Set task: Please copy out every one of the rows below word for word, omitting the pictures from your answer.

Information supplied:
##########
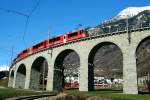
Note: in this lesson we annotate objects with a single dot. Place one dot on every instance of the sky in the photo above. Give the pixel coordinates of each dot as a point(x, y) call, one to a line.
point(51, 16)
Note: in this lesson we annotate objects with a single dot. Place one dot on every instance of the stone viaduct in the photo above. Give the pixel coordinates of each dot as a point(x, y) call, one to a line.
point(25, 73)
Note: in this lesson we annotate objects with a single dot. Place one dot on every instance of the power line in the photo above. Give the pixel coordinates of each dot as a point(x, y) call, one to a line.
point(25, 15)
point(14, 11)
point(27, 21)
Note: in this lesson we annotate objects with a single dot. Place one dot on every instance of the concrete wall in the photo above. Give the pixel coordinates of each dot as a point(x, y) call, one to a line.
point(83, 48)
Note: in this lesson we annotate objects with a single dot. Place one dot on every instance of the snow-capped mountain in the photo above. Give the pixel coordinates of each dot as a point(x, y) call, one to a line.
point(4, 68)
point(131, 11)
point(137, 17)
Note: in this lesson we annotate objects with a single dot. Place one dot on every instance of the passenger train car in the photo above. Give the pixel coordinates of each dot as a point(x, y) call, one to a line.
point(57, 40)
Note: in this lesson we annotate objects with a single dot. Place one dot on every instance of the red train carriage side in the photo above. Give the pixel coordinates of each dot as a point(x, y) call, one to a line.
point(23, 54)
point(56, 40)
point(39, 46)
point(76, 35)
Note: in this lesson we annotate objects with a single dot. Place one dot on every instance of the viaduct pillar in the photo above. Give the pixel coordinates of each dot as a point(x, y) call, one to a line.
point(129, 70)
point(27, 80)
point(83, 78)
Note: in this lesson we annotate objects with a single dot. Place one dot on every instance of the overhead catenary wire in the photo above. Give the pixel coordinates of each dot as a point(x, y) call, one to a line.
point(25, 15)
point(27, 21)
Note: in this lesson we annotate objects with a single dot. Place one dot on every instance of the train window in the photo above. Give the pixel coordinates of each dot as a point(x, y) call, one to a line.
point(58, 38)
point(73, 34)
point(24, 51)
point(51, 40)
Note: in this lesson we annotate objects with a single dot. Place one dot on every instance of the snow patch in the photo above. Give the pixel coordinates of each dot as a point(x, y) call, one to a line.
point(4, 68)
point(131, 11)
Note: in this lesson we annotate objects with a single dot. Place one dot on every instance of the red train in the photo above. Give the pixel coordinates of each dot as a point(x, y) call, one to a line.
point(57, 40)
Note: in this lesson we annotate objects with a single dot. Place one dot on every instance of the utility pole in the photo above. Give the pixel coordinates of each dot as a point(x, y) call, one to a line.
##########
Solution to this exercise:
Note: in this lesson we annotate objects with a single dot. Place one dot on every instance of the sky in the photo above. Give the pixel coordinates of each dot as a point(x, y) call, one to a line.
point(51, 16)
Note: in this lesson we annotate objects with a single dot. Place one dot on every instance of the stone viaduct in the photo above. Give the pixel coordinates of each dot as a point(x, y) call, one to a line.
point(25, 73)
Note: in this lesson we annotate objects with a single dot. Place one dot on every instance of the power line in the photo above. Give the pixel coordinates of each dot as a point(x, y) call, one to a line.
point(25, 15)
point(14, 11)
point(27, 21)
Note: in this lesson we annotate objects with a single dot. Place one dot on every instance of the concrete wall in the photo above. Give the pixel coordinates of each dot as a point(x, y) call, one to a line.
point(83, 48)
Note: in this lesson we annotate objects with a single dot. Place one dot on every instance of the snow-capped mountain in the photo above. Give the pixel coordinates of each dot as a point(x, y) call, one to a line.
point(4, 68)
point(131, 11)
point(137, 17)
Note: in this lesson we annotate objects with a single dot. Place one dot on every instance of the passenger train car in the photo above. Give the pixel coordinates of each dot as a point(x, y) call, one to a line.
point(57, 40)
Note: in this lesson we annotate objects with a single dot. Place one dot on every instance of the red train carriage side in the photo above. Give the pixel coordinates of each dot as a point(x, y) call, one to a line.
point(23, 54)
point(56, 40)
point(39, 46)
point(76, 35)
Note: in this lesson we annotate objects with a single dot. Place one dot on every instance of the viaduct pillar in the photo above. Give the pixel coordinates of each dot as a point(x, y) call, one to a line.
point(129, 70)
point(27, 80)
point(83, 78)
Note: in this lesson we annotate objects with a single dot. Place one dot on every instance of the overhead catenary wire in the photo above. Give the pixel coordinates of each dot as a point(x, y) call, one to a line.
point(25, 15)
point(27, 21)
Note: in this lesson we annotate objects with a single dot. Place one dot on every instance of the train window in the photo above. Give the pixel coordinates of each dot as a point(x, y) call, one to a line.
point(58, 38)
point(73, 34)
point(24, 51)
point(51, 40)
Note: in this lesson we annotate objects with a single dot. Place one dot on every instance of the snow patch in the photo above. Give the pixel coordinates of each dot as a point(x, y) call, one to a line.
point(4, 68)
point(131, 11)
Note: in this lesson we annotate objects with a single dot. Place one dot on every instance of the red train in the photo above. Give the pixel coordinates of each dot as a point(x, y) call, one to a line.
point(57, 40)
Note: in this lesson we annotate objects with a single dot. Place one dot on every instance of the utility pole in the photo above. Give the pixel coordinates of each dot as a point(x, y) call, one to a line.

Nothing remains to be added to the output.